TEXT EXTRACT
○ ○ ○ ○ ○ ○ ○
The tedium conjured up in the thought of the unthinkable number of generations of horses standing around for hours on end not even knowing that they are waiting to get hungry, and of all the ones to come. The horse also has no sense of being a being in a series of beings stretching back into the foggy ruins of time where there were no fences facin' and on into the future. That's why horses have no myths.
Only an arrogant philosopher would attempt to describe what a horse is thinking when it is winning the Grand National in a hard fought finish. It's brilliant the way the commentators make it seem as if its chuffed to ****. And its amazing when you can imagine that it is chuffed to **** at having won due to the auto-suggestiveness of the commentator's rhetoric which is a form of pressure on its owners not to shoot it once it slows down and what hounds of hell will be set loose upon them if they should treat a Grand National winner in such a materialistic fashion. The second they can shoot. "Second is nothing!!" the jockey of this year's winner said before the race. And it costs a lot to keep a horse from when it slows down to when it passes away naturally.
○ ○ ○ ○ ○ ○ ○
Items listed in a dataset
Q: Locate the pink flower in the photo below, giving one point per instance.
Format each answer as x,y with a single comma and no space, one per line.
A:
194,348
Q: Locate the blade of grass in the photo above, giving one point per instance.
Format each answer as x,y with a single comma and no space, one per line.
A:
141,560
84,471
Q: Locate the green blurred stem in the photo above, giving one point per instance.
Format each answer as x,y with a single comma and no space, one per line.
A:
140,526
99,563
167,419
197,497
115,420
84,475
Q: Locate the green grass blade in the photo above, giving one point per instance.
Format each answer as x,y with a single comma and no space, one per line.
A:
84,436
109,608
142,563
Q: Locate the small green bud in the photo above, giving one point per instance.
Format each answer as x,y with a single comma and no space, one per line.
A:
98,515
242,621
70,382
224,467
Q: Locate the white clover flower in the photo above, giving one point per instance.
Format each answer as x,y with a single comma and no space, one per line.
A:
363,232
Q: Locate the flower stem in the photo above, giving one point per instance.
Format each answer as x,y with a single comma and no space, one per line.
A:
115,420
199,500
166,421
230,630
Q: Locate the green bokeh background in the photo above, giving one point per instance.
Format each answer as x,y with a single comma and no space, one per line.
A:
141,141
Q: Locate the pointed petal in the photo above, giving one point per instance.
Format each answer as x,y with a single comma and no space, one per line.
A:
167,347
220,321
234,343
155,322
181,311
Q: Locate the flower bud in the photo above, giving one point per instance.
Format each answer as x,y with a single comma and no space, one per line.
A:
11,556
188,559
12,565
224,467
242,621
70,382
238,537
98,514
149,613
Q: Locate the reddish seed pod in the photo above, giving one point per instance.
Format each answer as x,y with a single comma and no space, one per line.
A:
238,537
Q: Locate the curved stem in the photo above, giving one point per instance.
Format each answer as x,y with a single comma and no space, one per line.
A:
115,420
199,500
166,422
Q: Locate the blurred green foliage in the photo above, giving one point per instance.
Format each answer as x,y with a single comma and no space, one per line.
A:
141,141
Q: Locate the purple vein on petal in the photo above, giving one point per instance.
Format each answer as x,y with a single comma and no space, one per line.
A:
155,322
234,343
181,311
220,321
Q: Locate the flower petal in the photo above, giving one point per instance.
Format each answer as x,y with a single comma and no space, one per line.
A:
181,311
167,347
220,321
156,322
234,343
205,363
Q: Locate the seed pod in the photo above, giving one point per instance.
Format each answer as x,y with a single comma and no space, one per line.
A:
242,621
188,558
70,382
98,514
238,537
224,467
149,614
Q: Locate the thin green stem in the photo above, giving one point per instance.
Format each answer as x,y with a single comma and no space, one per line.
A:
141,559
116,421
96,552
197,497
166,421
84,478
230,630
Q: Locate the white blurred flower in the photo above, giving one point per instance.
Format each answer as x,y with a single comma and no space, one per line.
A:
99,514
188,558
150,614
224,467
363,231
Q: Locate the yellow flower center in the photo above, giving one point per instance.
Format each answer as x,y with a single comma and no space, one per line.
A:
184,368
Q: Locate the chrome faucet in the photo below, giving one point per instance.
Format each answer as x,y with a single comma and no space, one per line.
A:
○ ○ ○ ○ ○ ○ ○
WHAT TO DO
1. Render the records from the line containing "Q: Locate the curved" through the end of the records as a JSON list of strings, one string per line, leaving out blank lines.
2. Write the next part of the passage about horses, picking up after its final sentence.

RESPONSES IN ORDER
1.
[
  "Q: Locate the curved stem in the photo above, giving one point per instance.",
  "Format each answer as x,y with a single comma and no space, one per line.",
  "A:",
  "115,420",
  "199,500",
  "166,422",
  "Q: Locate the blurred green foliage in the photo above, giving one point per instance.",
  "Format each answer as x,y with a single comma and no space, one per line.",
  "A:",
  "141,141",
  "Q: Locate the purple vein on petal in the photo above, giving one point per instance.",
  "Format each answer as x,y with a single comma and no space, one per line.",
  "A:",
  "155,322",
  "234,343",
  "181,311",
  "220,321",
  "Q: Locate the flower petal in the photo above, giving one point per instance.",
  "Format each answer as x,y with a single comma and no space, one per line.",
  "A:",
  "181,311",
  "167,347",
  "220,321",
  "156,322",
  "234,343",
  "205,363",
  "Q: Locate the seed pod in the photo above, giving one point per instance.",
  "Format each answer as x,y with a single comma and no space, one per line.",
  "A:",
  "242,621",
  "188,558",
  "70,382",
  "98,514",
  "238,537",
  "224,467",
  "149,614",
  "Q: Locate the thin green stem in the photo above, giving one point per instance.",
  "Format each answer as x,y with a single comma and no space, one per line.",
  "A:",
  "141,559",
  "116,421",
  "96,552",
  "197,497",
  "166,421",
  "84,478",
  "230,630",
  "Q: Locate the white blurred flower in the photo above, giving one point per instance.",
  "Format each answer as x,y with a single comma and no space, one per line.",
  "A:",
  "99,514",
  "188,558",
  "150,614",
  "224,467",
  "363,231",
  "Q: Locate the yellow flower center in the photo above, giving one point per instance.",
  "Format each answer as x,y with a single comma and no space, one per line.",
  "A:",
  "184,368",
  "Q: Locate the chrome faucet in the photo below, giving one point per instance.",
  "Format each answer as x,y with a single comma and no space, one per line.",
  "A:"
]

2.
How's that for a myth? Even a few horses enjoy the result of a myth. Such a myth, a sanctity about a horse, also ensures a continuation of contributions, usually in wills, to "horse sanctuaries".
I knew a chap who had a pigeon that had won him a lot of money, and a cup, in a 300 mile race through a storm and he was almost glueing it to its perch before it pegged out. He reckoned he owed it parched peas to the value of half the prize money.
I like myths. And, as you can see, I like bull-shitting too.